What you should do: Copy out the lines below word for word, leaving out the pictures.

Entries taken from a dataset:
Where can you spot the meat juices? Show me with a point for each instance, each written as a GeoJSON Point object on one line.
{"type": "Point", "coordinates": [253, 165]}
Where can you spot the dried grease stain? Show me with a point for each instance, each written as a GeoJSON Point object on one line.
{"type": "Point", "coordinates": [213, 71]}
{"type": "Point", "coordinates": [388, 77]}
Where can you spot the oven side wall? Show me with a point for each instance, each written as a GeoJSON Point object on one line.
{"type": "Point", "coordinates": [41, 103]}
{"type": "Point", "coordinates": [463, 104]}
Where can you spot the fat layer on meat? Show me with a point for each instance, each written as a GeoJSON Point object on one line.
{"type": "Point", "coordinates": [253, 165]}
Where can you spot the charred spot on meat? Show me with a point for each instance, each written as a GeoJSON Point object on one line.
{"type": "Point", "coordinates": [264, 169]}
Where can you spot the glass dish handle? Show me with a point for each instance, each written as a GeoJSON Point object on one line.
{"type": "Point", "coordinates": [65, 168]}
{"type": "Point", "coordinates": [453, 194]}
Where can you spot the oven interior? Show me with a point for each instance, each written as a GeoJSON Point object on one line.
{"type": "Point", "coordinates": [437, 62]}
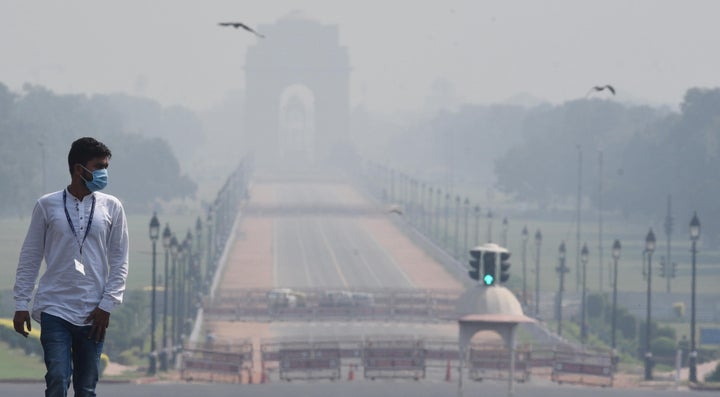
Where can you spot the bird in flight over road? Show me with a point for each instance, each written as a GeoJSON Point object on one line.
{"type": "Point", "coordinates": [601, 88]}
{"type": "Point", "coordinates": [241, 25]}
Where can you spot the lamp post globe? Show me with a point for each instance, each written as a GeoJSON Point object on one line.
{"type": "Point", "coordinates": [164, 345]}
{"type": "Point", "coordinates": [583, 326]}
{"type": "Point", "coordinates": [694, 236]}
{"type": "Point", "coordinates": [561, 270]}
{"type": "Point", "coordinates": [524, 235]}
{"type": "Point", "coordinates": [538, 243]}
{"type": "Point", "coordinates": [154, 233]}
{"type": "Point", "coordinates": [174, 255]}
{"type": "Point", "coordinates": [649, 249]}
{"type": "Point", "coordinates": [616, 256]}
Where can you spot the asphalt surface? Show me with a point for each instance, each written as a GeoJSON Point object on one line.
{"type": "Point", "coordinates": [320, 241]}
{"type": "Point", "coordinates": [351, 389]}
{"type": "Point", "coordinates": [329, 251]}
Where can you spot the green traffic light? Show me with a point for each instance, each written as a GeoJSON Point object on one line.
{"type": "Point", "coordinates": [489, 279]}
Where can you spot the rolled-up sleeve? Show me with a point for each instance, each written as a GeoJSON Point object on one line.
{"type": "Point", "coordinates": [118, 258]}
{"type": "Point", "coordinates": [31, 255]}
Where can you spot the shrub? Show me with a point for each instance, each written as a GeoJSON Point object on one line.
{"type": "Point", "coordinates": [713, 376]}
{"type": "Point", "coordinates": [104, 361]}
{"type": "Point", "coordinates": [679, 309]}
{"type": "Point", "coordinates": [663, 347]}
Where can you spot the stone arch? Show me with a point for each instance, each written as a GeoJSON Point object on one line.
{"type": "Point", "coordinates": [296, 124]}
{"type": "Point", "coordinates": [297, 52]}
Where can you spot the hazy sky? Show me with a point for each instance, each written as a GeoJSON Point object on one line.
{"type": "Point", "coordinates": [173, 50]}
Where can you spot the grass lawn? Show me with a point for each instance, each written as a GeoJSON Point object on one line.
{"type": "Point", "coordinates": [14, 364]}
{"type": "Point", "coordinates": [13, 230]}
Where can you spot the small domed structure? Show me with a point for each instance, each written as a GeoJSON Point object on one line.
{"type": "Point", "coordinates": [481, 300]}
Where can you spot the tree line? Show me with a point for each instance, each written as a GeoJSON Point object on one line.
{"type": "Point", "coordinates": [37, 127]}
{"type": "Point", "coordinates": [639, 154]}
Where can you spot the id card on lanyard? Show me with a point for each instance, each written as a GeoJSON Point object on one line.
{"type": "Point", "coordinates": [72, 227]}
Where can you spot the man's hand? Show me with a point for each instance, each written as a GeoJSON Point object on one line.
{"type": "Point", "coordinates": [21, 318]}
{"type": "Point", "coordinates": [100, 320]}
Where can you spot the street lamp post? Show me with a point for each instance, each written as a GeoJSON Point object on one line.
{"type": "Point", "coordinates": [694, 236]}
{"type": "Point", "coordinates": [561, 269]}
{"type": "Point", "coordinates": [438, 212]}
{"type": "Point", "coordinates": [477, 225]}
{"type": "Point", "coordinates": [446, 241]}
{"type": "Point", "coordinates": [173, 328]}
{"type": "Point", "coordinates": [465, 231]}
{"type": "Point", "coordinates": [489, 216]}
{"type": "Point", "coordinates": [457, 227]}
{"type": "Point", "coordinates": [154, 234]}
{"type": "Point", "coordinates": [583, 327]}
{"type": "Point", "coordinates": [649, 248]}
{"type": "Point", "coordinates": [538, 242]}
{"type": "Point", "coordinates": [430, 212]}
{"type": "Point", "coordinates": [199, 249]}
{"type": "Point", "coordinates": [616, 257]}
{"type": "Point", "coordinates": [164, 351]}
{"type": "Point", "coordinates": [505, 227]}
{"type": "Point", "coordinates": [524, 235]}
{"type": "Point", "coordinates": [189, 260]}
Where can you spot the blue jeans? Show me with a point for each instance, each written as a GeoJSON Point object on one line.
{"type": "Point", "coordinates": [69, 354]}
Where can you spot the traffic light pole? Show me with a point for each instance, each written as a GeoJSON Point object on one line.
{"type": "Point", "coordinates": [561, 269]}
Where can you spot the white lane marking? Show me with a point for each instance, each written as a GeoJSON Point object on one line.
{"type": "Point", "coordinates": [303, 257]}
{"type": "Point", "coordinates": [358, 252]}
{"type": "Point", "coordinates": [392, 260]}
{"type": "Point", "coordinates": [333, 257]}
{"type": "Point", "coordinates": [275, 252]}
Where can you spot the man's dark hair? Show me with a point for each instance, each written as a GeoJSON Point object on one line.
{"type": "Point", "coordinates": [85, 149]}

Exercise output:
Where can you spot the meat juices? Show me with a point for each instance, each written as a GeoJSON Point object on one line.
{"type": "Point", "coordinates": [253, 165]}
Where can you spot the dried grease stain? Show me with a point for each instance, each written as a GeoJSON Point object on one line.
{"type": "Point", "coordinates": [213, 71]}
{"type": "Point", "coordinates": [388, 77]}
Where can you spot the oven side wall? Show me with a point for each instance, each written as a GeoJSON Point object on one line.
{"type": "Point", "coordinates": [41, 103]}
{"type": "Point", "coordinates": [463, 104]}
Where can you spot the fat layer on meat? Show me with a point for each instance, each written as a GeoJSON Point object on one line.
{"type": "Point", "coordinates": [253, 165]}
Where can you spot the charred spot on meat? Show me with a point for each instance, each written as a GeoJSON Point object on one line.
{"type": "Point", "coordinates": [264, 169]}
Where can you spot the glass dish handle? Show me with a point for each instance, each written as a GeoJSON Point object on one line.
{"type": "Point", "coordinates": [65, 168]}
{"type": "Point", "coordinates": [453, 194]}
Where can you spot the oven interior? Show me with a point for each instance, each written as a GeoJSON Point object on one line.
{"type": "Point", "coordinates": [437, 62]}
Where can you spot the bird in flight over road? Show me with a point for each instance, each written as a GeoJSON Point object on one line.
{"type": "Point", "coordinates": [601, 88]}
{"type": "Point", "coordinates": [241, 25]}
Where can you spot the lamp post globe? Show me with a point for each instance, each written as a GeoJSON Point object on one line.
{"type": "Point", "coordinates": [164, 345]}
{"type": "Point", "coordinates": [583, 326]}
{"type": "Point", "coordinates": [694, 236]}
{"type": "Point", "coordinates": [561, 270]}
{"type": "Point", "coordinates": [524, 235]}
{"type": "Point", "coordinates": [538, 243]}
{"type": "Point", "coordinates": [154, 233]}
{"type": "Point", "coordinates": [174, 255]}
{"type": "Point", "coordinates": [649, 249]}
{"type": "Point", "coordinates": [616, 256]}
Where can you spot the asphalt surface? Show me with a point for each instance, each written as a GeoJSON Point object on one line.
{"type": "Point", "coordinates": [320, 241]}
{"type": "Point", "coordinates": [351, 389]}
{"type": "Point", "coordinates": [329, 251]}
Where can you spot the green traffic light? Show me with a point for each instance, each written as a GeoJSON Point object on one line.
{"type": "Point", "coordinates": [489, 279]}
Where can you spot the rolled-up sleeve? Show me with a point for each instance, each written as a GeoJSON Point object on one line.
{"type": "Point", "coordinates": [118, 258]}
{"type": "Point", "coordinates": [31, 255]}
Where can you spot the shrub? Show me with a point for each instance, each written as a GeoJSON Point object on one line.
{"type": "Point", "coordinates": [713, 376]}
{"type": "Point", "coordinates": [104, 361]}
{"type": "Point", "coordinates": [679, 309]}
{"type": "Point", "coordinates": [663, 347]}
Where can you spot the stone arch? Show me with a point for each instance, each written as a GeoJSON Point object on one line.
{"type": "Point", "coordinates": [296, 124]}
{"type": "Point", "coordinates": [297, 52]}
Where can you spot the hazy sky? Show me with a point for each instance, each written as a GeoJSON Point object on one line.
{"type": "Point", "coordinates": [173, 50]}
Where can you spot the grass lawn? Show me with a point for each instance, each written as a GeoJSON Point object on one line.
{"type": "Point", "coordinates": [14, 364]}
{"type": "Point", "coordinates": [13, 230]}
Where can you spot the small domed structure? Show me with a point for each instance, each written as a GeoJSON Point object on one line.
{"type": "Point", "coordinates": [481, 300]}
Where can you spot the tree line? Show me with a point for each instance, each written as a GeoJSON Point object on one line.
{"type": "Point", "coordinates": [37, 127]}
{"type": "Point", "coordinates": [639, 154]}
Where can you spot the id card on lanyard? Show me with a point for each instance, each written as a GeoJSON Point object on one line.
{"type": "Point", "coordinates": [72, 227]}
Where can you spot the man's hand? Show me with a point for each instance, each written as a GeoJSON Point object on one line.
{"type": "Point", "coordinates": [21, 318]}
{"type": "Point", "coordinates": [100, 320]}
Where can you spot the street lamp post? Show me with a point for each instance, each written as a GeoJSON Point object on one line.
{"type": "Point", "coordinates": [694, 236]}
{"type": "Point", "coordinates": [561, 269]}
{"type": "Point", "coordinates": [438, 212]}
{"type": "Point", "coordinates": [477, 225]}
{"type": "Point", "coordinates": [446, 241]}
{"type": "Point", "coordinates": [173, 328]}
{"type": "Point", "coordinates": [465, 231]}
{"type": "Point", "coordinates": [489, 216]}
{"type": "Point", "coordinates": [457, 227]}
{"type": "Point", "coordinates": [154, 234]}
{"type": "Point", "coordinates": [583, 327]}
{"type": "Point", "coordinates": [649, 248]}
{"type": "Point", "coordinates": [538, 242]}
{"type": "Point", "coordinates": [430, 212]}
{"type": "Point", "coordinates": [199, 249]}
{"type": "Point", "coordinates": [616, 257]}
{"type": "Point", "coordinates": [164, 351]}
{"type": "Point", "coordinates": [505, 227]}
{"type": "Point", "coordinates": [524, 235]}
{"type": "Point", "coordinates": [189, 260]}
Where can you spot the blue jeans? Show me with a point for each instance, each written as a GeoJSON Point object on one line.
{"type": "Point", "coordinates": [69, 354]}
Where can you spot the traffic light pole? Show me with a point for each instance, each written as a GeoJSON Point object on one line.
{"type": "Point", "coordinates": [561, 269]}
Where can you spot the white lane marking? Show me with a point for each instance, each written as a GeoJSON Point object on one line.
{"type": "Point", "coordinates": [303, 257]}
{"type": "Point", "coordinates": [358, 252]}
{"type": "Point", "coordinates": [392, 260]}
{"type": "Point", "coordinates": [333, 257]}
{"type": "Point", "coordinates": [275, 252]}
Where can you spot the man's dark hair? Show me with a point for each instance, each written as a GeoJSON Point object on one line.
{"type": "Point", "coordinates": [85, 149]}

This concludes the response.